> Work item:
Pictures should be left out when the listing below is repeated word for word.

> Records shown:

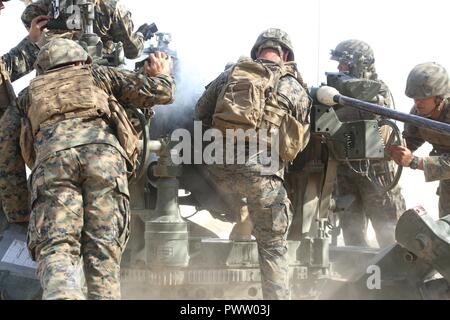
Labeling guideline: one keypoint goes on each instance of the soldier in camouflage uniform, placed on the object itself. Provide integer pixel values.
(13, 65)
(112, 23)
(356, 58)
(266, 197)
(428, 85)
(80, 199)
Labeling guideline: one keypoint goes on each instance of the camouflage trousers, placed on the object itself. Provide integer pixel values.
(383, 210)
(444, 198)
(271, 213)
(80, 209)
(14, 195)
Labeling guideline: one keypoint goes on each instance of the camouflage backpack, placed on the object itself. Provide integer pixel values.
(248, 100)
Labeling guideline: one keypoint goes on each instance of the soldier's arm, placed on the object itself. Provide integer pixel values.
(436, 168)
(135, 89)
(20, 60)
(122, 30)
(206, 104)
(33, 10)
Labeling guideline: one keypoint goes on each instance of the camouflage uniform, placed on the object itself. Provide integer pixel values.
(13, 187)
(424, 81)
(80, 199)
(415, 137)
(383, 209)
(112, 23)
(436, 168)
(266, 197)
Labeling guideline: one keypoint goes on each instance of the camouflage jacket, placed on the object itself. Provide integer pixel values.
(127, 87)
(13, 181)
(415, 136)
(383, 98)
(437, 167)
(14, 65)
(299, 103)
(112, 23)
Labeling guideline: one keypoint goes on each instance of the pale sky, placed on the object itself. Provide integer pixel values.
(208, 34)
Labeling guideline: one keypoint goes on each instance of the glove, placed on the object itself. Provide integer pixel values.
(147, 30)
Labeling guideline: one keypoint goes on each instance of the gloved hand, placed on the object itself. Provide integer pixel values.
(147, 30)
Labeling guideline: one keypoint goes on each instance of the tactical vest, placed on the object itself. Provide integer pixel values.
(6, 91)
(70, 93)
(249, 101)
(63, 94)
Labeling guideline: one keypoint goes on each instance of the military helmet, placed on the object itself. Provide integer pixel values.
(346, 51)
(427, 80)
(273, 38)
(59, 52)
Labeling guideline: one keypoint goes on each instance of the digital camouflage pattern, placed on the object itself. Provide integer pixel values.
(80, 204)
(266, 197)
(80, 197)
(271, 38)
(14, 193)
(14, 65)
(51, 55)
(358, 56)
(437, 167)
(383, 209)
(416, 137)
(112, 23)
(427, 80)
(271, 214)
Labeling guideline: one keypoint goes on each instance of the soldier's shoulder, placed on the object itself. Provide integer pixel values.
(115, 5)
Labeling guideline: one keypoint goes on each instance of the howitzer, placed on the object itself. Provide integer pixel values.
(330, 96)
(363, 143)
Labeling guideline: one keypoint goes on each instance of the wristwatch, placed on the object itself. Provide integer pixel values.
(414, 164)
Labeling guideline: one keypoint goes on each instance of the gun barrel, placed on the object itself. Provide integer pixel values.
(330, 96)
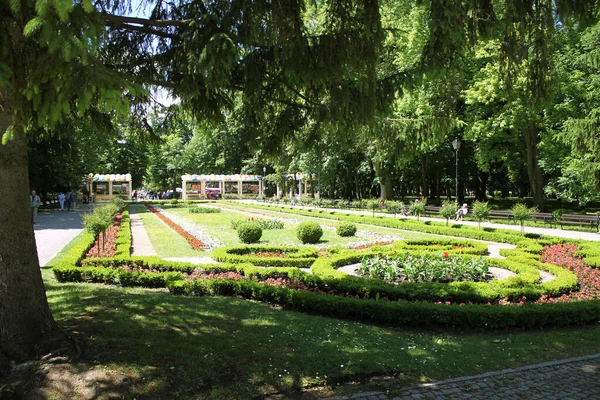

> Result for this exercise:
Labeling guideline: one keypoint goes on each instance of the soldier in camouflage uniform, placed on the object itself. Provide integer pixel values.
(13, 65)
(112, 23)
(356, 58)
(266, 197)
(428, 85)
(80, 199)
Labeling guideline: one keypoint goes on each instance of the camouflage trousers, placed on the object itself. Provide integer pixel values.
(383, 210)
(444, 198)
(271, 213)
(80, 209)
(14, 195)
Labeling guideline: one keypoint goes on each instance of the camouflage backpack, placed on the object itself. Provide integer pixel values.
(248, 100)
Labeling guideline: one keypoint goes on each instance of the soldier's arm, placed on the object itself. Provide integer pixel values.
(436, 168)
(135, 89)
(20, 60)
(122, 30)
(206, 104)
(33, 10)
Labeling guideline: one keypoint goes on each instance of the camouflage uniform, placed on the object itself. Provide integer pixel values.
(13, 187)
(424, 81)
(80, 199)
(415, 137)
(383, 209)
(112, 23)
(436, 168)
(266, 197)
Labeling guideline: one keypoint goes on each instance of the camouflage jacket, placed on the object itself. Provide integer pixel values.
(127, 87)
(13, 181)
(415, 136)
(383, 98)
(437, 167)
(14, 65)
(299, 103)
(112, 23)
Labeling guideline: one keypoint goes on each instance of the pale sky, placed on the object itself. Provide integer pixel values.
(208, 34)
Labeling guideline: one keypoint goes on each instance of the glove, placed on the object itself. Provide integer pixel values.
(147, 30)
Labeling guideline: one keypoint goes on each instance of the gloved hand, placed on the object itself. Provide integer pixel values.
(147, 30)
Labeling guideline: one keypoint goes on each instance of the tactical vest, placed on the object itself. Provide integer pixel values.
(6, 91)
(70, 93)
(249, 101)
(63, 94)
Labeling guideline: one keypoint goes on each instance of the military helmet, placed on the object itself. Provide integer pixel values.
(346, 51)
(427, 80)
(273, 38)
(59, 52)
Labeling guideline: one keypoint goes on each instance of the digital camouflage pattern, placed on the object itself. Provide integer pixel values.
(80, 204)
(266, 197)
(80, 197)
(271, 38)
(14, 193)
(14, 65)
(51, 55)
(358, 56)
(437, 167)
(383, 209)
(416, 137)
(112, 23)
(427, 80)
(271, 214)
Labeling guideline: one keypoint goes on each instance of the soldier's shoulder, placed on the object itself. Provide integer pixel values.
(115, 5)
Labeling guideline: one keypoint goes on each instance of the howitzer, placed on the object itself. Provide integer pixel values.
(330, 96)
(363, 143)
Labeling guideline: one keypoint goes on each instance of the wristwatch, placed on the object itself. Provide integer pixel values.
(414, 164)
Labeling guideline: one keypoint goes on each instance of the gun barrel, placed on the object itself. Provide integer pixel values.
(330, 96)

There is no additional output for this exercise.